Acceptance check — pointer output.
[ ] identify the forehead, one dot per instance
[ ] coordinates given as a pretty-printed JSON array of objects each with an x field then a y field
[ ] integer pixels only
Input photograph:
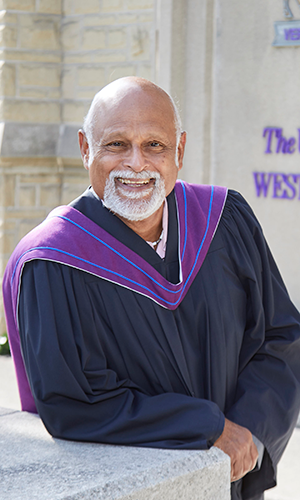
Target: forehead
[{"x": 135, "y": 111}]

DIRECTION
Reproduce the records above word for word, leaving out the pictures.

THE REPLY
Acceptance check — pointer output.
[ ] identify the forehead, one dot per instance
[ ] coordinates given as a pretty-printed JSON array of objects each with an x field then a y field
[ ] integer pixels only
Input photograph:
Target: forehead
[{"x": 135, "y": 111}]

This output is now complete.